- [ÉNONCÉ DU PROBLÈME A]:
Donnez le nombre de lignes des enregistrements qui contiennent la chaîne « toasted », sans rien ajouter.
= = = = =
Pour y arriver, j’ai séparé les questions en trois volets : renouvellement des pratiques ; renouvellement des actions et qu’en penser. À travers mes lectures de ces textes, j’ai disposé arbitrairement dans chacun des volets, ce qui me paraissait l’essentiel des propos de chacun. J’ai ensuite distingué les auteurs en quatre catégories (panélistes — analystes-praticiens — « politiques »). Voilà ce qui explique mon effort. Ça donne une sorte de balayage global et un commentaire qu’après mûres réflexions j’ai nuancé.

Bien que j’aie participé à cet événement, en parcourant les textes les uns à la suite des autres avec ces volets en tête, j’en ai éprouvé un certain étonnement. J’ai réalisé à quel point tous les auteurs partagent une même vision de la situation, de l’environnement global. Cela est à mon avis clairement exposé par les deux panélistes, messieurs Duchastel et Blanc.

M. Duchastel démarre son exposé avec la question du renouvellement démocratique dont le défi selon lui consiste à élargir la portée de l’idéal démocratique face aux obstacles que sont le néolibéralisme, la privatisation et la gestion technocratique. Il faudrait, écrit-il, accentuer la participation, mais en répondant à la question de savoir qui a le pouvoir de réguler ce projet. Comme il y a actuellement connivences entre le discours démocratique et le néolibéralisme se pose la question de la légitimité de la gouvernance démocratique : Qui peut faire la part des choses entre liberté individuelle et bien commun ?

M. Blanc parle du renouvellement des pratiques sociales et des pratiques d’action et d’intervention sociales et il s’attarde sur le renouvellement des actions sociales. Pour lui, qu’on parle d’empowerment ou d’émancipation, il n’y a pas de changement sans rupture. Il y a lieu d’analyser les rapports de force, donc de la domination, de tenir compte des marges de manoeuvre des dominés. Il nous rappelle que les expériences européennes de travail social traditionnel utilisent une approche individuelle du traitement des problèmes sociaux. Le travail social « communautaire » a introduit l’approche collective. Il parle d’actions portant sur « un compromis de coexistence ou sur des transactions sociales ».
= = = = =
- [ÉNONCÉ DU PROBLÈME B]:
Veuillez prolonger le texte ci-dessus sur le renouvellement démocratique et les pratiques sociales, à partir de sa dernière phrase.
= = = = =
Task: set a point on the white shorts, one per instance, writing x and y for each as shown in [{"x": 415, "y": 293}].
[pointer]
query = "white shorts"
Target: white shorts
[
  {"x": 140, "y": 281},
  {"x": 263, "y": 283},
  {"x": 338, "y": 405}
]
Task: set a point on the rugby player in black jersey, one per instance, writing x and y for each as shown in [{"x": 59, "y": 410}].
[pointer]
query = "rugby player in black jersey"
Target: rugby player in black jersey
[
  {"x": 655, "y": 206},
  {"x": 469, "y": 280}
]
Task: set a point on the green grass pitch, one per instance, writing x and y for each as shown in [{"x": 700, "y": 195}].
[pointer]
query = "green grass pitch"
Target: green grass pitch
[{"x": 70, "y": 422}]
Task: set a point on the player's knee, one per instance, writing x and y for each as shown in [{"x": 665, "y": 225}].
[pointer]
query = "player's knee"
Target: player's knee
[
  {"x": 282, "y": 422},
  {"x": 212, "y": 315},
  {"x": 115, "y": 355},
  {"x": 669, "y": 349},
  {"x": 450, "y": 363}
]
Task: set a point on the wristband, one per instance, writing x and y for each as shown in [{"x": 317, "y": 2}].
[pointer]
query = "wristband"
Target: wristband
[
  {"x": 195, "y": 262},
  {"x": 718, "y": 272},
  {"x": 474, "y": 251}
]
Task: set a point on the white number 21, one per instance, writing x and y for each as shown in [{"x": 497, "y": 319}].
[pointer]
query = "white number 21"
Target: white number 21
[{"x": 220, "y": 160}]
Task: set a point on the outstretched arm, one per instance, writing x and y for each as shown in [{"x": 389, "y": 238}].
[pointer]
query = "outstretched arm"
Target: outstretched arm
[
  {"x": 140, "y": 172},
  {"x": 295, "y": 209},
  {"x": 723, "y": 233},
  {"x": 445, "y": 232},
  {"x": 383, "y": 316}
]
= = = = =
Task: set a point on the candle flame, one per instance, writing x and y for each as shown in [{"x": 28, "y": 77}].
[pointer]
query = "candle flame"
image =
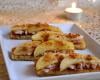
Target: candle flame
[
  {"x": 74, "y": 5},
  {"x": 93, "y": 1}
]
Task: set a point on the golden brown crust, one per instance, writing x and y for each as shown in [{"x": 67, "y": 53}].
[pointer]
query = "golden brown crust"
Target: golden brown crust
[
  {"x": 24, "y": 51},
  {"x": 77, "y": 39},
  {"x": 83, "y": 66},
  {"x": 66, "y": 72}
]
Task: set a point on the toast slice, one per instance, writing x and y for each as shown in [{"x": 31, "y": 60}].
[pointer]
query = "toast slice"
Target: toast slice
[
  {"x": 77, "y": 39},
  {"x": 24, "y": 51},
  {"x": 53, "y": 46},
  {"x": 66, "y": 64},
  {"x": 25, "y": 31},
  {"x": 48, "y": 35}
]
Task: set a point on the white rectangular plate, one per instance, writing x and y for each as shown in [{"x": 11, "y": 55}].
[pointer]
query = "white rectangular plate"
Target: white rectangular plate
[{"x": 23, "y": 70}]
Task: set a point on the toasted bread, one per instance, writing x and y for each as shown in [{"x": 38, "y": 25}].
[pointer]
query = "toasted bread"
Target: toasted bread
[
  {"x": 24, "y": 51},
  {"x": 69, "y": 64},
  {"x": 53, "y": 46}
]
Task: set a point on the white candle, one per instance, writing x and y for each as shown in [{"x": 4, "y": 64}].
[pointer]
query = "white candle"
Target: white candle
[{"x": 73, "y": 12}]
= = = = =
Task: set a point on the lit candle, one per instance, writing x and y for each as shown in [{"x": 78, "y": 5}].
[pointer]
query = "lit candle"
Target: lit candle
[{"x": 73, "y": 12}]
= = = = =
- [RÉSULTAT DE L'EXERCICE A]:
3

- [RÉSULTAT DE L'EXERCICE B]:
Selon moi, la table est mise, il y a lieu d’un renouvellement nécessaire des actions sociales. Par ailleurs, depuis le colloque est paru le petit livre de Bill Ninacs, Empowerment et intervention, dans lequel il décrit ainsi l’action sociale :

L’action sociale se manifeste par la mise sur pied d’organismes de revendication et de pression dans le but de résoudre les problèmes sociaux les plus fortement ressentis par une population particulière par une défense de leurs droits (Doucet et Favreau, 1991 : 12-18) et visant des transformations sociales qui peuvent inclure la redistribution du pouvoir et des ressources ainsi que la participation de cette population aux espaces décisionnels (Grosser et Mondros, 1985 ; Rothman, 1995). Il s’agit d’une action collective mise en oeuvre à partir de structures autonomes de type « syndical » (mode conflictuel) fonctionnant sous un mode démocratique et généralement structurées comme organismes sans but lucratif.

Ninacs, 2008 : 82-83

L’expression « action sociale » est devenue, me semble-t-il, avec le temps, une expression fourre-tout que cette citation remplit de sens.

Les textes qui suivent illustrent des pratiques, des stratégies alternatives, énoncent des enjeux, mais… il me semble qu’il manque quelque chose ; il y a une absence, un fantôme en quelque sorte et cela m’empêche de répondre à la question : qu’en penser ? J’ai fini par formuler une hypothèse au sujet de ce vide : le politique n’est pas au rendez-vous. Chacun me semble d’accord pour dire comment nous sommes mondialement dans la merde et on se comprend… mais c’est comme si on ne se rend pas compte que nous sommes déjà adaptés, soumis à l’ambiance. Nos discours sont merdiques, a-politiques, décevants. Non pas tout à fait, j’y reviendrai plus loin.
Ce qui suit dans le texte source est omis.